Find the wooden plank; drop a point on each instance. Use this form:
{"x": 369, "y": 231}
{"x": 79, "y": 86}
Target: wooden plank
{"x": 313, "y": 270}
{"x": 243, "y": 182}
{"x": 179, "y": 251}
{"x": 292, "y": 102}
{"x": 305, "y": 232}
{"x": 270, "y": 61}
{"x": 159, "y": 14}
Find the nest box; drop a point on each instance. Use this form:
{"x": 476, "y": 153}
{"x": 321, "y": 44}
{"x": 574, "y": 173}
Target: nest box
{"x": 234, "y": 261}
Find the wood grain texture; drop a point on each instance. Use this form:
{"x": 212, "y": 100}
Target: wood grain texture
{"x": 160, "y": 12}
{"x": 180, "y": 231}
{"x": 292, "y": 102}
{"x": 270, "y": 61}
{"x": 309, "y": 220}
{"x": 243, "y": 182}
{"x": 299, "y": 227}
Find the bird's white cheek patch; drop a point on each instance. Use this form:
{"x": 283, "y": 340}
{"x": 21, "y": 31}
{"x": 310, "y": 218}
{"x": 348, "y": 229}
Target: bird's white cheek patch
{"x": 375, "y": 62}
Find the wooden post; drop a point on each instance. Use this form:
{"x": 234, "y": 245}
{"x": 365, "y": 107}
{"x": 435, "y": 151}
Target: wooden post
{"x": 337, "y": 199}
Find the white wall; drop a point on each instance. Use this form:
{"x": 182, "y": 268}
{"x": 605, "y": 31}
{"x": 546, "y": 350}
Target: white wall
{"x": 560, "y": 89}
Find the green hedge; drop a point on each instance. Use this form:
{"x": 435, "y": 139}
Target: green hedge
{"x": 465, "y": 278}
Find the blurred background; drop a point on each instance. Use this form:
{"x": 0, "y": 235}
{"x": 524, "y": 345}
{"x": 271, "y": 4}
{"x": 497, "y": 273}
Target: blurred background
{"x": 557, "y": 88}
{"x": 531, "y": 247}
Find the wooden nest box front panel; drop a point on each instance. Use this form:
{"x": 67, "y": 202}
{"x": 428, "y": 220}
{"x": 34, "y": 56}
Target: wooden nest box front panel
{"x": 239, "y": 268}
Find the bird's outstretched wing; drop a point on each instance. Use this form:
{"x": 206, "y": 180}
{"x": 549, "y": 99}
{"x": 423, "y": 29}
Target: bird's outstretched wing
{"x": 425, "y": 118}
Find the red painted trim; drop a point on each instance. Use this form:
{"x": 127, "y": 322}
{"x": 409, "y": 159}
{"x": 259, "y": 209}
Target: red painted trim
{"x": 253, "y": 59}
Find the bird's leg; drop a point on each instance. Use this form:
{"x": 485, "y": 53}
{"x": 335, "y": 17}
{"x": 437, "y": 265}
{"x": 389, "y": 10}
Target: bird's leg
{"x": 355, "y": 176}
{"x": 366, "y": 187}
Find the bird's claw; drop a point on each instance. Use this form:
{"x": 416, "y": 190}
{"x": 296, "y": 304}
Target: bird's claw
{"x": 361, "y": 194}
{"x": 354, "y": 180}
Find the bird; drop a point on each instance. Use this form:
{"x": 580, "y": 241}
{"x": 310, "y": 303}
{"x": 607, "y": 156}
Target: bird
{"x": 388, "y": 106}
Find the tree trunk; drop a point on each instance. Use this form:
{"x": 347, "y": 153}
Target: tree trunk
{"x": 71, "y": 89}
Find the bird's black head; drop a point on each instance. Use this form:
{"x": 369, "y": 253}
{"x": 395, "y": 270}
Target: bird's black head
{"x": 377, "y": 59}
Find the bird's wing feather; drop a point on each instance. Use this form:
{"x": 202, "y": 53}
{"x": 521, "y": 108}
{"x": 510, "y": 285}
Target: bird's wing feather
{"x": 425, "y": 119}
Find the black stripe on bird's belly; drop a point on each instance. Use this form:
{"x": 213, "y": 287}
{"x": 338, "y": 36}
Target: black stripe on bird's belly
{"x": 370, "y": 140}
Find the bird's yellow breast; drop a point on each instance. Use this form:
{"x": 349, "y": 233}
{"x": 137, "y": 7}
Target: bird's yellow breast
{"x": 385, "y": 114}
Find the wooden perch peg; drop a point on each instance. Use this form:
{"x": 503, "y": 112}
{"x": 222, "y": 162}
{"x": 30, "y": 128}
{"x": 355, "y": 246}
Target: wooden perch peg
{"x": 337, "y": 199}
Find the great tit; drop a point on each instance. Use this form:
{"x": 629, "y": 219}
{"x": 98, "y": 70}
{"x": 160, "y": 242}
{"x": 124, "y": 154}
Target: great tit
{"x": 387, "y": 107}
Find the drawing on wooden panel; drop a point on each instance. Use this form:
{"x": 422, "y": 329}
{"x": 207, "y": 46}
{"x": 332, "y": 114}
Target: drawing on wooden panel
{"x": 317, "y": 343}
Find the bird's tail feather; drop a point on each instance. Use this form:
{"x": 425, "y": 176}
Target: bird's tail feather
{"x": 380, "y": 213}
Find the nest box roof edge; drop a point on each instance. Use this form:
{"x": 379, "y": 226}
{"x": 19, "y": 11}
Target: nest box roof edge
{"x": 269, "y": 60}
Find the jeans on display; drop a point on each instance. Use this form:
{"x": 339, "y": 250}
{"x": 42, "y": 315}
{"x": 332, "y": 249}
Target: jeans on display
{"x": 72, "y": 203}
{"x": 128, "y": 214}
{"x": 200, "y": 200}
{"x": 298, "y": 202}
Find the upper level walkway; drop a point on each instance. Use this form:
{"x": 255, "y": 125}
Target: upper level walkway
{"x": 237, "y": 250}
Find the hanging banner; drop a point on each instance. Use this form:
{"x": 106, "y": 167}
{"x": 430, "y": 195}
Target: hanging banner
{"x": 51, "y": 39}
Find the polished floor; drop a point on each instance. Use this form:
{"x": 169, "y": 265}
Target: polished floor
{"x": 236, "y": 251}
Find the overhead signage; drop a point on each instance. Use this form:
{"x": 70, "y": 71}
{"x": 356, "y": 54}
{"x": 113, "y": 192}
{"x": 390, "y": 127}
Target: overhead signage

■ Problem description
Render every line of the rows above as a JSON list of strings, one string per line, with blank lines omitted.

■ Answer to the problem
[
  "Find the wooden plank; drop a point on each instance. Use this form:",
  "{\"x\": 369, \"y\": 231}",
  "{\"x\": 79, \"y\": 86}",
  "Target: wooden plank",
  "{\"x\": 313, \"y\": 270}",
  "{\"x\": 243, \"y\": 182}",
  "{\"x\": 179, \"y\": 251}",
  "{\"x\": 292, \"y\": 102}",
  "{\"x\": 305, \"y\": 232}",
  "{\"x\": 270, \"y\": 61}",
  "{\"x\": 159, \"y\": 14}",
  "Find the nest box; drop a point on each instance. Use this form:",
  "{\"x\": 476, \"y\": 153}",
  "{\"x\": 321, \"y\": 44}",
  "{\"x\": 574, \"y\": 173}",
  "Target: nest box",
  "{\"x\": 234, \"y\": 261}",
  "Find the wood grain texture; drop a point on each instance. Use this form:",
  "{\"x\": 212, \"y\": 100}",
  "Target: wood grain texture",
  "{\"x\": 160, \"y\": 12}",
  "{\"x\": 180, \"y\": 231}",
  "{\"x\": 292, \"y\": 102}",
  "{\"x\": 270, \"y\": 61}",
  "{\"x\": 309, \"y\": 220}",
  "{\"x\": 243, \"y\": 182}",
  "{\"x\": 299, \"y\": 227}",
  "Find the bird's white cheek patch; drop a point on each instance. Use this form:",
  "{\"x\": 283, \"y\": 340}",
  "{\"x\": 21, \"y\": 31}",
  "{\"x\": 310, \"y\": 218}",
  "{\"x\": 348, \"y\": 229}",
  "Target: bird's white cheek patch",
  "{\"x\": 375, \"y\": 62}",
  "Find the wooden post; drop a point on each instance. Use this form:",
  "{\"x\": 234, \"y\": 245}",
  "{\"x\": 365, \"y\": 107}",
  "{\"x\": 435, \"y\": 151}",
  "Target: wooden post",
  "{\"x\": 337, \"y\": 199}",
  "Find the white wall; drop a point on each instance. Use this form:",
  "{\"x\": 182, \"y\": 268}",
  "{\"x\": 605, \"y\": 31}",
  "{\"x\": 546, \"y\": 350}",
  "Target: white wall",
  "{\"x\": 560, \"y\": 89}",
  "Find the green hedge; drop a point on each instance. Use this form:",
  "{\"x\": 435, \"y\": 139}",
  "Target: green hedge",
  "{\"x\": 465, \"y\": 278}",
  "Find the blurred background; drop a point on each instance. Use this form:",
  "{\"x\": 0, \"y\": 235}",
  "{\"x\": 524, \"y\": 345}",
  "{\"x\": 271, \"y\": 4}",
  "{\"x\": 497, \"y\": 273}",
  "Target: blurred background",
  "{\"x\": 557, \"y\": 88}",
  "{\"x\": 531, \"y\": 247}",
  "Find the wooden nest box front panel; drop a point on each instance. Use this form:",
  "{\"x\": 67, \"y\": 202}",
  "{\"x\": 428, \"y\": 220}",
  "{\"x\": 34, \"y\": 56}",
  "Target: wooden nest box front panel",
  "{\"x\": 239, \"y\": 268}",
  "Find the bird's outstretched wing; drop a point on each instance. Use this form:",
  "{\"x\": 206, \"y\": 180}",
  "{\"x\": 549, \"y\": 99}",
  "{\"x\": 423, \"y\": 29}",
  "Target: bird's outstretched wing",
  "{\"x\": 425, \"y\": 118}",
  "Find the red painted trim; drop a point on each instance. Use this form:",
  "{\"x\": 127, \"y\": 322}",
  "{\"x\": 409, \"y\": 159}",
  "{\"x\": 259, \"y\": 209}",
  "Target: red painted trim",
  "{\"x\": 253, \"y\": 59}",
  "Find the bird's leg; drop a point on each instance. Use this form:",
  "{\"x\": 485, \"y\": 53}",
  "{\"x\": 335, \"y\": 17}",
  "{\"x\": 437, \"y\": 265}",
  "{\"x\": 389, \"y\": 10}",
  "Target: bird's leg",
  "{\"x\": 355, \"y\": 176}",
  "{\"x\": 366, \"y\": 187}",
  "Find the bird's claw; drop a point on each instance. Use this form:",
  "{\"x\": 416, \"y\": 190}",
  "{\"x\": 296, \"y\": 304}",
  "Target: bird's claw",
  "{\"x\": 361, \"y\": 194}",
  "{\"x\": 354, \"y\": 180}",
  "Find the bird; drop a point on each instance. Use this form:",
  "{\"x\": 580, \"y\": 241}",
  "{\"x\": 310, \"y\": 303}",
  "{\"x\": 607, \"y\": 156}",
  "Target: bird",
  "{\"x\": 388, \"y\": 106}",
  "Find the tree trunk; drop a point on each instance. Use this form:",
  "{\"x\": 347, \"y\": 153}",
  "Target: tree trunk",
  "{\"x\": 71, \"y\": 89}",
  "Find the bird's black head; drop a point on each instance. Use this form:",
  "{\"x\": 369, \"y\": 253}",
  "{\"x\": 395, \"y\": 270}",
  "Target: bird's black head",
  "{\"x\": 377, \"y\": 59}",
  "Find the bird's wing feather; drop a point on each instance. Use this form:",
  "{\"x\": 202, \"y\": 53}",
  "{\"x\": 521, \"y\": 108}",
  "{\"x\": 510, \"y\": 285}",
  "Target: bird's wing feather",
  "{\"x\": 425, \"y\": 119}",
  "Find the black stripe on bird's belly; drop a point on each instance. Use this form:",
  "{\"x\": 213, \"y\": 287}",
  "{\"x\": 338, \"y\": 36}",
  "Target: black stripe on bird's belly",
  "{\"x\": 370, \"y\": 140}",
  "Find the bird's yellow breast; drop a point on each instance. Use this form:",
  "{\"x\": 349, \"y\": 233}",
  "{\"x\": 137, \"y\": 7}",
  "Target: bird's yellow breast",
  "{\"x\": 385, \"y\": 114}",
  "Find the wooden perch peg; drop a point on each instance. Use this form:",
  "{\"x\": 503, \"y\": 112}",
  "{\"x\": 222, \"y\": 162}",
  "{\"x\": 30, \"y\": 128}",
  "{\"x\": 355, \"y\": 246}",
  "Target: wooden perch peg",
  "{\"x\": 337, \"y\": 199}",
  "Find the great tit; drop a point on each instance. Use this form:",
  "{\"x\": 629, \"y\": 219}",
  "{\"x\": 98, \"y\": 70}",
  "{\"x\": 160, \"y\": 242}",
  "{\"x\": 124, \"y\": 154}",
  "Target: great tit",
  "{\"x\": 387, \"y\": 107}",
  "Find the drawing on wooden panel; drop a point on each instance. Use this form:",
  "{\"x\": 422, \"y\": 329}",
  "{\"x\": 207, \"y\": 46}",
  "{\"x\": 332, \"y\": 114}",
  "Target: drawing on wooden panel",
  "{\"x\": 317, \"y\": 343}",
  "Find the bird's tail feather; drop a point on each instance. Use this form:",
  "{\"x\": 425, \"y\": 176}",
  "Target: bird's tail feather",
  "{\"x\": 380, \"y\": 213}",
  "Find the nest box roof edge; drop a point on each instance. Use this form:",
  "{\"x\": 379, \"y\": 226}",
  "{\"x\": 19, \"y\": 11}",
  "Target: nest box roof edge",
  "{\"x\": 269, \"y\": 60}",
  "Find the jeans on display; drop a point on each instance. Use this form:",
  "{\"x\": 339, \"y\": 250}",
  "{\"x\": 42, \"y\": 315}",
  "{\"x\": 332, \"y\": 249}",
  "Target: jeans on display",
  "{\"x\": 72, \"y\": 203}",
  "{\"x\": 128, \"y\": 214}",
  "{\"x\": 200, \"y\": 200}",
  "{\"x\": 298, \"y\": 202}",
  "Find the upper level walkway; drop a point on each instance. Use this form:",
  "{\"x\": 255, \"y\": 125}",
  "Target: upper level walkway",
  "{\"x\": 237, \"y\": 250}",
  "Find the hanging banner; drop a point on each instance. Use this form:",
  "{\"x\": 106, \"y\": 167}",
  "{\"x\": 430, \"y\": 195}",
  "Target: hanging banner",
  "{\"x\": 51, \"y\": 39}",
  "Find the polished floor; drop a point on each instance. Use this form:",
  "{\"x\": 169, \"y\": 265}",
  "Target: polished floor",
  "{\"x\": 236, \"y\": 251}",
  "Find the overhead signage; drop a point on each instance. Use this form:",
  "{\"x\": 70, \"y\": 71}",
  "{\"x\": 356, \"y\": 54}",
  "{\"x\": 113, \"y\": 192}",
  "{\"x\": 390, \"y\": 127}",
  "Target: overhead signage"
]